§ **SELECTION**:
■ ■ ■

HCLSIG/LODD/Interlinking/Metadata/ProvenanceForDataInterlinking

From W3C Wiki
< HCLSIG‎ | LODD‎ | Interlinking‎ | Metadata
Jump to: navigation, search

This document is created for sharing provenance-related use case with the W3C Provenance Incubator Group.

Owner

JunZhao and AnjaJentzsch

Background

This use case comes from the LODD Task force of the W3C HCLS Interest Group (http://esw.w3.org/topic/HCLSIG/LODD/Interlinking/Metadata) and is based on the discussions between Jun and Anja.

See related use case: http://www.w3.org/2005/Incubator/prov/wiki/Use_Case_Simple_Trustworthiness_Assessment.

With the scale of data items to be interlinked on the Web of Data, an automatic way to create these interlinks on a large scale is highly desirable. However, without any information about which tools were used for generating the links, when the links were generated, and what mapping scores were used to filter mapping results, users have less confidence on the automatic interlinking results. Therefore, there is need for having a vocabulary to provide metadata about these links, created by automatic interlinking discovery tools, for any two or more data sets on the Web.

Goal

Enable linked data publishers and application developers to link to data links of high confidence value.

■ ■ ■

§ **STATED EXERCISE A**: Give back the provenance use case page above word for word.

■ ■ ■

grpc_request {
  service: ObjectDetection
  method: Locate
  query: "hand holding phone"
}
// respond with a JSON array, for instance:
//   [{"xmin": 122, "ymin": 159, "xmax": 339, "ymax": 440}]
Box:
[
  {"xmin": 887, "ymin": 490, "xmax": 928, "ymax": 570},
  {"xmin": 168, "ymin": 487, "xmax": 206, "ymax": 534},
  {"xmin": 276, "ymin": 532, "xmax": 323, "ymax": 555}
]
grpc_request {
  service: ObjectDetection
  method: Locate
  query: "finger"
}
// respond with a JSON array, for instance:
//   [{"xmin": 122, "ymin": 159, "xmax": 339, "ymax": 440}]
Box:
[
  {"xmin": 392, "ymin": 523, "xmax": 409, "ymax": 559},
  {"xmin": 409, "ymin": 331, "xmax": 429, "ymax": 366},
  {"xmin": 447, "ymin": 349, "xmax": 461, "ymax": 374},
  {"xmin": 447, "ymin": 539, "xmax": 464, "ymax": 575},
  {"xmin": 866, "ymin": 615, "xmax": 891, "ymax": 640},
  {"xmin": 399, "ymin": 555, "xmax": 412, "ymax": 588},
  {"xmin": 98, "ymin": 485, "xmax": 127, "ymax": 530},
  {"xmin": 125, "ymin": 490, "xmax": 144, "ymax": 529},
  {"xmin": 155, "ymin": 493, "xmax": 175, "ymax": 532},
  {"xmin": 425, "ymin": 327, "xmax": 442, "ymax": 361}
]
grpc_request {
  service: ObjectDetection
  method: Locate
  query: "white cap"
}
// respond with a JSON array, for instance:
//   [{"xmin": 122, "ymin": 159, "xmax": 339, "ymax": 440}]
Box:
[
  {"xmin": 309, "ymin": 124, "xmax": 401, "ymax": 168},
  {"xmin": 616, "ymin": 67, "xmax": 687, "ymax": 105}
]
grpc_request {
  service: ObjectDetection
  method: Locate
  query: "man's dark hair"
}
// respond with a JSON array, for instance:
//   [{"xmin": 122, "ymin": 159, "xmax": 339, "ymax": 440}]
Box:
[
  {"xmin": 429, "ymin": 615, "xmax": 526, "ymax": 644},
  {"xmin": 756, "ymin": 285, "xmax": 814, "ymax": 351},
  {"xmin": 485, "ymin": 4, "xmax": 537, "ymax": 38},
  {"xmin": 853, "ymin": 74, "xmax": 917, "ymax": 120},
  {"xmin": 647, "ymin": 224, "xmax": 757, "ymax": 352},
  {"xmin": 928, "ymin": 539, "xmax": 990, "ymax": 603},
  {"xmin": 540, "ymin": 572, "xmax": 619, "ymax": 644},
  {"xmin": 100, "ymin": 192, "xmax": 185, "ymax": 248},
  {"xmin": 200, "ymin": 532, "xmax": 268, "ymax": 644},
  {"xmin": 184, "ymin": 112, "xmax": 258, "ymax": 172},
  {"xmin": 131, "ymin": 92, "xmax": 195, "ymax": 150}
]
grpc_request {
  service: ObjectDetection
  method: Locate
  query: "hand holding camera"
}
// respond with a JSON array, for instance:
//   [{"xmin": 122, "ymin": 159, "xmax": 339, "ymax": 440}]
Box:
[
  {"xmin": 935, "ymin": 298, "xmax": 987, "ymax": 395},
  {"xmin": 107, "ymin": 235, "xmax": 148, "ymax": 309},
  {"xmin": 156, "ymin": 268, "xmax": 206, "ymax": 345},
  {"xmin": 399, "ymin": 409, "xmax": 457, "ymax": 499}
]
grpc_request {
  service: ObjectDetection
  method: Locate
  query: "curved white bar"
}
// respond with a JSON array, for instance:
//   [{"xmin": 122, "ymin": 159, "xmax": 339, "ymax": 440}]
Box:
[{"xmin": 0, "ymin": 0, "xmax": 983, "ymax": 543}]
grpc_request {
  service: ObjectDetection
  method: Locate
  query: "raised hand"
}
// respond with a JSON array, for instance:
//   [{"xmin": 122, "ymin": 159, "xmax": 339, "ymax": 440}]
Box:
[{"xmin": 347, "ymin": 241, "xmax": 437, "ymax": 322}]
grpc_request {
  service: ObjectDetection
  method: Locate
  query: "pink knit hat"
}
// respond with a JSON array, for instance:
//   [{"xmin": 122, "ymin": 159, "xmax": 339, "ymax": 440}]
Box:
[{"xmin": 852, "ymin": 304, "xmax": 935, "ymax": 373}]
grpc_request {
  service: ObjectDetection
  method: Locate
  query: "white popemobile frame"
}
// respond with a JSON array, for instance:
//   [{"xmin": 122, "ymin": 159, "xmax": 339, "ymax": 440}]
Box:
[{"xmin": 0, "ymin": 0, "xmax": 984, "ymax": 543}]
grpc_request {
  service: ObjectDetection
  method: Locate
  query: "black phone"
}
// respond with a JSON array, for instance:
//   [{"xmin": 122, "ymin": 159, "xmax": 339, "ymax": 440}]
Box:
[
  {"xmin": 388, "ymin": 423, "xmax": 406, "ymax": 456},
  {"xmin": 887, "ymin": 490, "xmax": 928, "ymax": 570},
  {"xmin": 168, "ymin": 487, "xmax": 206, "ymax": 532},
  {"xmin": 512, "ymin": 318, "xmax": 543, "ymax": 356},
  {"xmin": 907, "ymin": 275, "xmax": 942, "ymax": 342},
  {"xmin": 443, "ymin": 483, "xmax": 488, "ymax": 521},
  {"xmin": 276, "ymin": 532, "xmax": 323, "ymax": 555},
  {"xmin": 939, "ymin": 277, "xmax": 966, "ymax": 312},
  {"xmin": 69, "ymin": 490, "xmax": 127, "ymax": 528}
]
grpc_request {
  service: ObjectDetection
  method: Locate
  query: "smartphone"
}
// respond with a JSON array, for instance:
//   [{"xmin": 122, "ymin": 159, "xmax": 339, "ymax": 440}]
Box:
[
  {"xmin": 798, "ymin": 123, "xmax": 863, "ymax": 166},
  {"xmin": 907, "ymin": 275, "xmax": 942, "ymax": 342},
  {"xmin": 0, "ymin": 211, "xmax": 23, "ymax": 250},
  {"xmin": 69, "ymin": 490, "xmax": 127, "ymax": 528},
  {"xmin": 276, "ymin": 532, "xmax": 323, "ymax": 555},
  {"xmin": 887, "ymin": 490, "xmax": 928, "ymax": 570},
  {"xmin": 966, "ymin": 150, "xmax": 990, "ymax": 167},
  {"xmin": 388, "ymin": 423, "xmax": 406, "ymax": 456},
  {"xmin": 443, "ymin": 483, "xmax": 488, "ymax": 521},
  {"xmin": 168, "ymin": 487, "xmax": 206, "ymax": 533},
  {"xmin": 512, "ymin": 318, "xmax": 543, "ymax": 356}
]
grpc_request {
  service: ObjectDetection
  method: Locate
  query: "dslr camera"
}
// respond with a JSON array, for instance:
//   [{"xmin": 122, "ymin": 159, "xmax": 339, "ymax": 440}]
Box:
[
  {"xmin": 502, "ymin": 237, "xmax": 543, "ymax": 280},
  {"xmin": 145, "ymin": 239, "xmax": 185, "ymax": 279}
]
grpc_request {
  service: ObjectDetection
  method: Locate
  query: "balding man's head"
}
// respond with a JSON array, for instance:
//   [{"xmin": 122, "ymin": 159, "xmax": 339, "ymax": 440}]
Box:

■ ■ ■

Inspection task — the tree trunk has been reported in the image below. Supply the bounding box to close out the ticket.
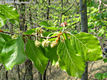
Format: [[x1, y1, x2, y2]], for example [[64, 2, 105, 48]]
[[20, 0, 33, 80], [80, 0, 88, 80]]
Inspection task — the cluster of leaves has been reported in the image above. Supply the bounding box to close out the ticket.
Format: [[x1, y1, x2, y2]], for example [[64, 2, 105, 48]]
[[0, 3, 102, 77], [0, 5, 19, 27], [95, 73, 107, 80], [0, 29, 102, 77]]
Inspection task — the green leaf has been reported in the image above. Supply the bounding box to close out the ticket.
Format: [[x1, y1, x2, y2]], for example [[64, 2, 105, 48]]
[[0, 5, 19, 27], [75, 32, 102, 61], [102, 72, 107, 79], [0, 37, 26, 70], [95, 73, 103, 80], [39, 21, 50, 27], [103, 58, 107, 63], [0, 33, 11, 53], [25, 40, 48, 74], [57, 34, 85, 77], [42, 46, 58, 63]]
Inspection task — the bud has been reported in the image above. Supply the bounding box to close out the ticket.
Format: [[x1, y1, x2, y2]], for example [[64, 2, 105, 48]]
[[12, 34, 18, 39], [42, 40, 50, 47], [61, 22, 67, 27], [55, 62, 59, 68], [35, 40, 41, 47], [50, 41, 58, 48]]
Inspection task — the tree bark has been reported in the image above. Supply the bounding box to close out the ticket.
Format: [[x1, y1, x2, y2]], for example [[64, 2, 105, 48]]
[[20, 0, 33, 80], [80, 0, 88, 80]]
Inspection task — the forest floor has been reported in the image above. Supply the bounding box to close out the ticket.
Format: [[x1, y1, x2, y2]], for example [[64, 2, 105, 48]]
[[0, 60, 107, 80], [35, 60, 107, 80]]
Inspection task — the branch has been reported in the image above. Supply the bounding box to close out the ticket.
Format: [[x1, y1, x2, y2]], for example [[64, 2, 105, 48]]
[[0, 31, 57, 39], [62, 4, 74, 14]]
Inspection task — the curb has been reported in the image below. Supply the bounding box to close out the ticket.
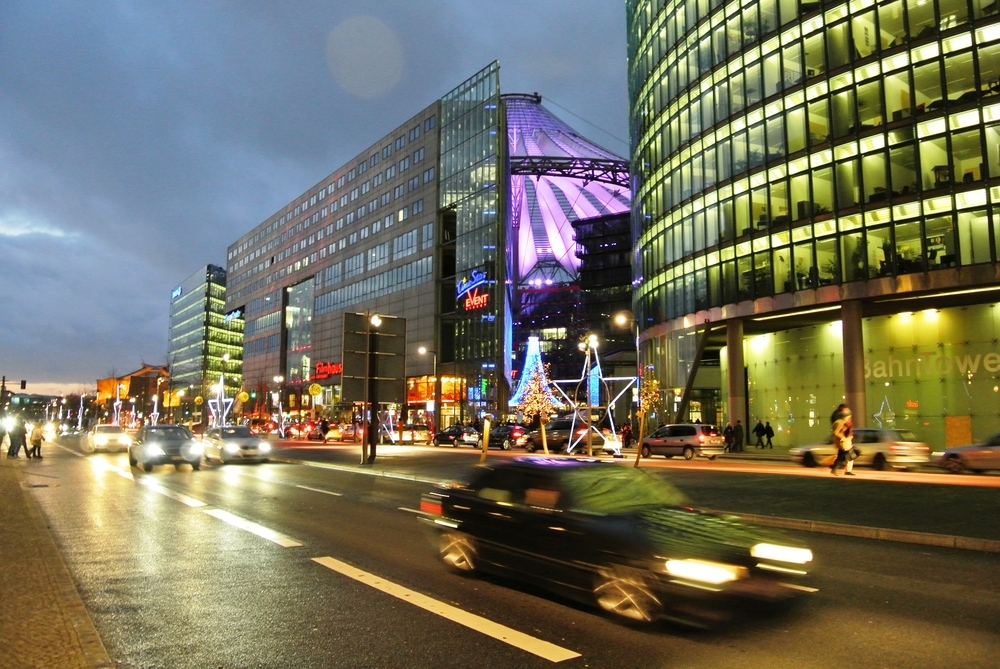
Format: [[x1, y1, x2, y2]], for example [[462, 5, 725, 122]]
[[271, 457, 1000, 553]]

■ ■ ■

§ **STATED EXERCISE B**: Retype the lines of the entries above, starting with the line that contains "Inspection task — the curb" and going on through the line that contains "[[271, 457, 1000, 553]]", without any changes. Leave the pictures out.

§ **TASK OUTPUT A**:
HCLSIG/LODD/Interlinking/Metadata/ProvenanceForDataInterlinking

From W3C Wiki
< HCLSIG‎ | LODD‎ | Interlinking‎ | Metadata
Jump to: navigation, search

This document is created for sharing provenance-related use case with the W3C Provenance Incubator Group.

Owner

JunZhao and AnjaJentzsch

Background

This use case comes from the LODD Task force of the W3C HCLS Interest Group (http://esw.w3.org/topic/HCLSIG/LODD/Interlinking/Metadata) and is based on the discussions between Jun and Anja.

See related use case: http://www.w3.org/2005/Incubator/prov/wiki/Use_Case_Simple_Trustworthiness_Assessment.

With the scale of data items to be interlinked on the Web of Data, an automatic way to create these interlinks on a large scale is highly desirable. However, without any information about which tools were used for generating the links, when the links were generated, and what mapping scores were used to filter mapping results, users have less confidence on the automatic interlinking results. Therefore, there is need for having a vocabulary to provide metadata about these links, created by automatic interlinking discovery tools, for any two or more data sets on the Web.

Goal

Enable linked data publishers and application developers to link to data links of high confidence value.

§ **TASK OUTPUT B**:
Inspection task — the curb has been reported in the image below. Supply the bounding box to close out the ticket.
Format: [[x1, y1, x2, y2]], for example [[462, 5, 725, 122]]
[[271, 457, 1000, 553]]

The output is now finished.